Region labeling records:

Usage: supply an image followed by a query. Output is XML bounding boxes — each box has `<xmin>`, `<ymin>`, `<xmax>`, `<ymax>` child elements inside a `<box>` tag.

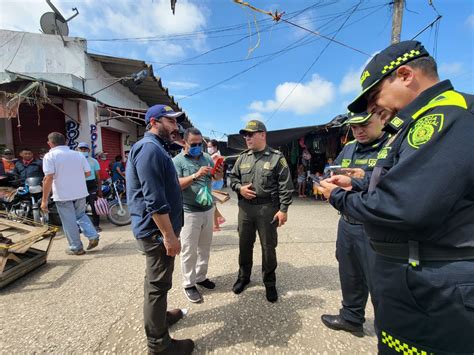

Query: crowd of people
<box><xmin>2</xmin><ymin>41</ymin><xmax>474</xmax><ymax>354</ymax></box>
<box><xmin>126</xmin><ymin>41</ymin><xmax>474</xmax><ymax>354</ymax></box>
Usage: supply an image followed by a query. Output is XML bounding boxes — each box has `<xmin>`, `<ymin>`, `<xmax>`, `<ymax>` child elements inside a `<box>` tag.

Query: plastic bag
<box><xmin>196</xmin><ymin>185</ymin><xmax>213</xmax><ymax>206</ymax></box>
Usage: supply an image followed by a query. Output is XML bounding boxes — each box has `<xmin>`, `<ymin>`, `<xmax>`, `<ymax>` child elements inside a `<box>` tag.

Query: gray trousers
<box><xmin>238</xmin><ymin>200</ymin><xmax>278</xmax><ymax>286</ymax></box>
<box><xmin>137</xmin><ymin>237</ymin><xmax>174</xmax><ymax>352</ymax></box>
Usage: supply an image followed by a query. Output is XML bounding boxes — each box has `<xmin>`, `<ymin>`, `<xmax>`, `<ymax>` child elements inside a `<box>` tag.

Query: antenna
<box><xmin>40</xmin><ymin>0</ymin><xmax>79</xmax><ymax>45</ymax></box>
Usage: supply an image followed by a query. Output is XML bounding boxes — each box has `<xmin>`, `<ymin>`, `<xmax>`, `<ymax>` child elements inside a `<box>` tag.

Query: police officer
<box><xmin>230</xmin><ymin>120</ymin><xmax>293</xmax><ymax>302</ymax></box>
<box><xmin>321</xmin><ymin>112</ymin><xmax>389</xmax><ymax>336</ymax></box>
<box><xmin>322</xmin><ymin>41</ymin><xmax>474</xmax><ymax>354</ymax></box>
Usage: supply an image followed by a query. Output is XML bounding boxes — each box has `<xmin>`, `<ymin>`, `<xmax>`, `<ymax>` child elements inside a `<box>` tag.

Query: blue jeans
<box><xmin>56</xmin><ymin>197</ymin><xmax>99</xmax><ymax>251</ymax></box>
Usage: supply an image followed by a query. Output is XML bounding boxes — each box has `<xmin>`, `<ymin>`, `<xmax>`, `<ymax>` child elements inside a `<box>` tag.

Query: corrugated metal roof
<box><xmin>87</xmin><ymin>53</ymin><xmax>192</xmax><ymax>126</ymax></box>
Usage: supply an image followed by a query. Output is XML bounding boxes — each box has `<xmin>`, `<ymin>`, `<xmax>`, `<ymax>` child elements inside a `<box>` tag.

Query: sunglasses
<box><xmin>243</xmin><ymin>131</ymin><xmax>260</xmax><ymax>138</ymax></box>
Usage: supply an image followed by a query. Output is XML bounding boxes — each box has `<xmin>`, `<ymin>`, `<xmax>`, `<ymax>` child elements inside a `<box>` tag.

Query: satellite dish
<box><xmin>40</xmin><ymin>0</ymin><xmax>79</xmax><ymax>41</ymax></box>
<box><xmin>40</xmin><ymin>12</ymin><xmax>69</xmax><ymax>37</ymax></box>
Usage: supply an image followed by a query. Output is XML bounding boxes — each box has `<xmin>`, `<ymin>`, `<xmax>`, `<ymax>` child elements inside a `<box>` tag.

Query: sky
<box><xmin>0</xmin><ymin>0</ymin><xmax>474</xmax><ymax>140</ymax></box>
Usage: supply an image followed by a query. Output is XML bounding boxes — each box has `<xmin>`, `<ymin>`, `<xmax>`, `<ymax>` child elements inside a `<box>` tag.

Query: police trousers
<box><xmin>137</xmin><ymin>237</ymin><xmax>174</xmax><ymax>353</ymax></box>
<box><xmin>374</xmin><ymin>254</ymin><xmax>474</xmax><ymax>355</ymax></box>
<box><xmin>238</xmin><ymin>200</ymin><xmax>278</xmax><ymax>287</ymax></box>
<box><xmin>336</xmin><ymin>218</ymin><xmax>376</xmax><ymax>324</ymax></box>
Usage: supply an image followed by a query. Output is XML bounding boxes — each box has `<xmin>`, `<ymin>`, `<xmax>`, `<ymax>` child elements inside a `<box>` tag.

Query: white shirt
<box><xmin>43</xmin><ymin>145</ymin><xmax>91</xmax><ymax>201</ymax></box>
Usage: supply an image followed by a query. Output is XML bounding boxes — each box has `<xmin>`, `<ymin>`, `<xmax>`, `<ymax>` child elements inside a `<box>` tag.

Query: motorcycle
<box><xmin>87</xmin><ymin>180</ymin><xmax>132</xmax><ymax>226</ymax></box>
<box><xmin>1</xmin><ymin>177</ymin><xmax>60</xmax><ymax>224</ymax></box>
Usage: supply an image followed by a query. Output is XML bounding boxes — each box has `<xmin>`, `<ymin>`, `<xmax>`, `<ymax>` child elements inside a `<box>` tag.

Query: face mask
<box><xmin>189</xmin><ymin>146</ymin><xmax>202</xmax><ymax>158</ymax></box>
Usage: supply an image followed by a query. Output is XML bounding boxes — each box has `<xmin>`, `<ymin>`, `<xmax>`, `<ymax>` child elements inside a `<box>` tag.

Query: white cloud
<box><xmin>438</xmin><ymin>62</ymin><xmax>464</xmax><ymax>76</ymax></box>
<box><xmin>339</xmin><ymin>69</ymin><xmax>361</xmax><ymax>94</ymax></box>
<box><xmin>165</xmin><ymin>81</ymin><xmax>199</xmax><ymax>90</ymax></box>
<box><xmin>249</xmin><ymin>74</ymin><xmax>336</xmax><ymax>115</ymax></box>
<box><xmin>466</xmin><ymin>14</ymin><xmax>474</xmax><ymax>29</ymax></box>
<box><xmin>240</xmin><ymin>112</ymin><xmax>265</xmax><ymax>123</ymax></box>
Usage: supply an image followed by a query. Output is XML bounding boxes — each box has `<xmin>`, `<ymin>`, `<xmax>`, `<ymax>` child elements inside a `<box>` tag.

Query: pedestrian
<box><xmin>207</xmin><ymin>139</ymin><xmax>225</xmax><ymax>232</ymax></box>
<box><xmin>41</xmin><ymin>132</ymin><xmax>99</xmax><ymax>255</ymax></box>
<box><xmin>126</xmin><ymin>105</ymin><xmax>194</xmax><ymax>354</ymax></box>
<box><xmin>96</xmin><ymin>152</ymin><xmax>111</xmax><ymax>182</ymax></box>
<box><xmin>2</xmin><ymin>148</ymin><xmax>18</xmax><ymax>174</ymax></box>
<box><xmin>322</xmin><ymin>41</ymin><xmax>474</xmax><ymax>354</ymax></box>
<box><xmin>173</xmin><ymin>127</ymin><xmax>222</xmax><ymax>303</ymax></box>
<box><xmin>321</xmin><ymin>112</ymin><xmax>389</xmax><ymax>336</ymax></box>
<box><xmin>77</xmin><ymin>142</ymin><xmax>102</xmax><ymax>232</ymax></box>
<box><xmin>296</xmin><ymin>164</ymin><xmax>306</xmax><ymax>198</ymax></box>
<box><xmin>112</xmin><ymin>155</ymin><xmax>125</xmax><ymax>182</ymax></box>
<box><xmin>230</xmin><ymin>120</ymin><xmax>293</xmax><ymax>302</ymax></box>
<box><xmin>12</xmin><ymin>148</ymin><xmax>44</xmax><ymax>185</ymax></box>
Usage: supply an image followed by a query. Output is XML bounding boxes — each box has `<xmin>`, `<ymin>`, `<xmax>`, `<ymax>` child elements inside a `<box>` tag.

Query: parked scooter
<box><xmin>87</xmin><ymin>180</ymin><xmax>132</xmax><ymax>226</ymax></box>
<box><xmin>1</xmin><ymin>177</ymin><xmax>60</xmax><ymax>224</ymax></box>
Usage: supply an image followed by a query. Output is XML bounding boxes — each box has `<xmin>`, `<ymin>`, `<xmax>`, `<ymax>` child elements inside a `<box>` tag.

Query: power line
<box><xmin>266</xmin><ymin>1</ymin><xmax>362</xmax><ymax>123</ymax></box>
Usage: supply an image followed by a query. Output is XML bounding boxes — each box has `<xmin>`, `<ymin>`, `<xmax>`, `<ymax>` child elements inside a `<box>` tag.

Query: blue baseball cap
<box><xmin>145</xmin><ymin>105</ymin><xmax>184</xmax><ymax>124</ymax></box>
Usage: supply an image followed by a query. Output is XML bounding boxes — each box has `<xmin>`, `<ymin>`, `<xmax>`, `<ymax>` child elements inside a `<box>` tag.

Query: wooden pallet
<box><xmin>0</xmin><ymin>213</ymin><xmax>57</xmax><ymax>288</ymax></box>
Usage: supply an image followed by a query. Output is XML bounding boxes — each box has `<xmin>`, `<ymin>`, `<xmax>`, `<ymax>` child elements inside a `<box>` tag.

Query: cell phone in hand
<box><xmin>328</xmin><ymin>165</ymin><xmax>345</xmax><ymax>175</ymax></box>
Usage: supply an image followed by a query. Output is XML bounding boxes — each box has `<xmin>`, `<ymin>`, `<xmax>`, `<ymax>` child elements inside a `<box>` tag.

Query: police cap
<box><xmin>239</xmin><ymin>120</ymin><xmax>267</xmax><ymax>134</ymax></box>
<box><xmin>347</xmin><ymin>41</ymin><xmax>430</xmax><ymax>113</ymax></box>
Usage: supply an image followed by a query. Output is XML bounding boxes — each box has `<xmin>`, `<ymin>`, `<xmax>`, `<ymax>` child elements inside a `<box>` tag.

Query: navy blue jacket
<box><xmin>125</xmin><ymin>132</ymin><xmax>183</xmax><ymax>239</ymax></box>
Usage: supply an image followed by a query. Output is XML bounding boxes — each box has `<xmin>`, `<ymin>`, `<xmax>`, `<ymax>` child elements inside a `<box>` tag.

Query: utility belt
<box><xmin>341</xmin><ymin>214</ymin><xmax>362</xmax><ymax>225</ymax></box>
<box><xmin>242</xmin><ymin>197</ymin><xmax>273</xmax><ymax>205</ymax></box>
<box><xmin>370</xmin><ymin>240</ymin><xmax>474</xmax><ymax>266</ymax></box>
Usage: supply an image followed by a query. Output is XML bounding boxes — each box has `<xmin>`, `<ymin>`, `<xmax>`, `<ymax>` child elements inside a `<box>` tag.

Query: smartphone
<box><xmin>211</xmin><ymin>157</ymin><xmax>224</xmax><ymax>176</ymax></box>
<box><xmin>328</xmin><ymin>165</ymin><xmax>345</xmax><ymax>175</ymax></box>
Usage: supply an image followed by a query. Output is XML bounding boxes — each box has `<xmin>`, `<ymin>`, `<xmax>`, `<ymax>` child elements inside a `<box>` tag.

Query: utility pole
<box><xmin>391</xmin><ymin>0</ymin><xmax>405</xmax><ymax>44</ymax></box>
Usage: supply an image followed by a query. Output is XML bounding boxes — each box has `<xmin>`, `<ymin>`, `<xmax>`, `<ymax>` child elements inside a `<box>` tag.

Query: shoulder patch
<box><xmin>408</xmin><ymin>113</ymin><xmax>444</xmax><ymax>149</ymax></box>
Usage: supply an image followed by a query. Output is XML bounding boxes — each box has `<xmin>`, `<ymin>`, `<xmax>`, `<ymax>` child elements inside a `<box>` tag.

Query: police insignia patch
<box><xmin>278</xmin><ymin>158</ymin><xmax>288</xmax><ymax>168</ymax></box>
<box><xmin>408</xmin><ymin>113</ymin><xmax>444</xmax><ymax>149</ymax></box>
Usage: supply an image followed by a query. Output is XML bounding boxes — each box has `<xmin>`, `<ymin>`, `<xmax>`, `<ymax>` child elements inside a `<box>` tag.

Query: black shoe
<box><xmin>153</xmin><ymin>339</ymin><xmax>194</xmax><ymax>355</ymax></box>
<box><xmin>184</xmin><ymin>286</ymin><xmax>202</xmax><ymax>303</ymax></box>
<box><xmin>196</xmin><ymin>279</ymin><xmax>216</xmax><ymax>290</ymax></box>
<box><xmin>232</xmin><ymin>279</ymin><xmax>250</xmax><ymax>295</ymax></box>
<box><xmin>321</xmin><ymin>314</ymin><xmax>364</xmax><ymax>337</ymax></box>
<box><xmin>265</xmin><ymin>286</ymin><xmax>278</xmax><ymax>303</ymax></box>
<box><xmin>166</xmin><ymin>308</ymin><xmax>184</xmax><ymax>327</ymax></box>
<box><xmin>66</xmin><ymin>249</ymin><xmax>86</xmax><ymax>255</ymax></box>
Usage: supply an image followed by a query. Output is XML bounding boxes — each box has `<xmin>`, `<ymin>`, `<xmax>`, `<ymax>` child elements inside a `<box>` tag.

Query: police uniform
<box><xmin>230</xmin><ymin>120</ymin><xmax>293</xmax><ymax>298</ymax></box>
<box><xmin>330</xmin><ymin>41</ymin><xmax>474</xmax><ymax>354</ymax></box>
<box><xmin>323</xmin><ymin>113</ymin><xmax>389</xmax><ymax>332</ymax></box>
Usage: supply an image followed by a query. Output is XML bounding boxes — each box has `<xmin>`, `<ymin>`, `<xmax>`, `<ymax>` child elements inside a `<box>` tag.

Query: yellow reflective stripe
<box><xmin>412</xmin><ymin>90</ymin><xmax>467</xmax><ymax>120</ymax></box>
<box><xmin>381</xmin><ymin>331</ymin><xmax>432</xmax><ymax>355</ymax></box>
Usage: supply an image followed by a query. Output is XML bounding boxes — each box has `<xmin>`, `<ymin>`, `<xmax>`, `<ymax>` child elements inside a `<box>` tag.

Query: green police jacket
<box><xmin>329</xmin><ymin>80</ymin><xmax>474</xmax><ymax>248</ymax></box>
<box><xmin>230</xmin><ymin>146</ymin><xmax>294</xmax><ymax>212</ymax></box>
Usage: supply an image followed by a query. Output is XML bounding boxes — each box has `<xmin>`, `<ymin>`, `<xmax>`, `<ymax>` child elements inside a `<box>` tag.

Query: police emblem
<box><xmin>408</xmin><ymin>113</ymin><xmax>444</xmax><ymax>149</ymax></box>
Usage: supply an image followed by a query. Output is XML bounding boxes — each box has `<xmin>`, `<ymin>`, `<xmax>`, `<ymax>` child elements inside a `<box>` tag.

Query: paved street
<box><xmin>0</xmin><ymin>194</ymin><xmax>376</xmax><ymax>354</ymax></box>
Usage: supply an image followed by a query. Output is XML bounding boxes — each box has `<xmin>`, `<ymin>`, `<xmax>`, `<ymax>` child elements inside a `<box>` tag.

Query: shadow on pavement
<box><xmin>201</xmin><ymin>261</ymin><xmax>340</xmax><ymax>296</ymax></box>
<box><xmin>177</xmin><ymin>290</ymin><xmax>324</xmax><ymax>352</ymax></box>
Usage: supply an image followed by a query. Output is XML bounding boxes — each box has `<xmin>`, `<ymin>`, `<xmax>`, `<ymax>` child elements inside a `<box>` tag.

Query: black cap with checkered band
<box><xmin>347</xmin><ymin>41</ymin><xmax>430</xmax><ymax>113</ymax></box>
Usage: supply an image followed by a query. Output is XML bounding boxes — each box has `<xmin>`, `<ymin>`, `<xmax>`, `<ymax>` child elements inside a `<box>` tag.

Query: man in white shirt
<box><xmin>41</xmin><ymin>132</ymin><xmax>99</xmax><ymax>255</ymax></box>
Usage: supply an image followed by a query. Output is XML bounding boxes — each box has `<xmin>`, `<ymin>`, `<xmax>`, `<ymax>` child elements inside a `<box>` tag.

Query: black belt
<box><xmin>341</xmin><ymin>214</ymin><xmax>362</xmax><ymax>225</ymax></box>
<box><xmin>243</xmin><ymin>197</ymin><xmax>272</xmax><ymax>205</ymax></box>
<box><xmin>370</xmin><ymin>240</ymin><xmax>474</xmax><ymax>266</ymax></box>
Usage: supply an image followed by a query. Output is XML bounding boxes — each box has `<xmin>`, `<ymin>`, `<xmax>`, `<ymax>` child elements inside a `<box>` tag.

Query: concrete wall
<box><xmin>0</xmin><ymin>30</ymin><xmax>148</xmax><ymax>154</ymax></box>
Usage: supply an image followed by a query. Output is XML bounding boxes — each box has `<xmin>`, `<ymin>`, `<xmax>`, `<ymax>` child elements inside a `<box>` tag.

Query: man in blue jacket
<box><xmin>126</xmin><ymin>105</ymin><xmax>194</xmax><ymax>354</ymax></box>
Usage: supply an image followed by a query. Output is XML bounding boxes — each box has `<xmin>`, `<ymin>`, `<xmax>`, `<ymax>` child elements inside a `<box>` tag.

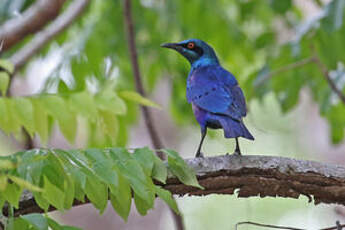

- AIM: Rewrite the part of the records running from their start through the line containing "Query: crowd of people", replacing "child elements" with "sub-elements" and keeping everything else the same. Omit the pictures from your answer.

- RESULT OF THE EXERCISE:
Usage: supply an image followed by a query. Output is XML bounding boxes — each box has `<xmin>`, `<ymin>`, `<xmax>`, `<ymax>` sub-elements inside a `<box>` tag.


Query: crowd of people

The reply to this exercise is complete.